EXERCISE OBJECTIVE
Reproduce the listing in full, pictures excluded.

------

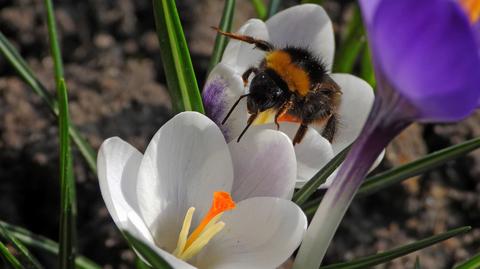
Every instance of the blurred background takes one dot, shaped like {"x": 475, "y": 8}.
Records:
{"x": 117, "y": 88}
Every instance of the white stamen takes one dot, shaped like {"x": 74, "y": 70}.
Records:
{"x": 182, "y": 237}
{"x": 202, "y": 241}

------

EXERCISE OUTPUT
Every instance of the blurred background takes one dot, shaped like {"x": 475, "y": 8}.
Records:
{"x": 117, "y": 88}
Every instance of the white stamen takes one dot, shaped like {"x": 74, "y": 70}.
Records:
{"x": 182, "y": 237}
{"x": 202, "y": 241}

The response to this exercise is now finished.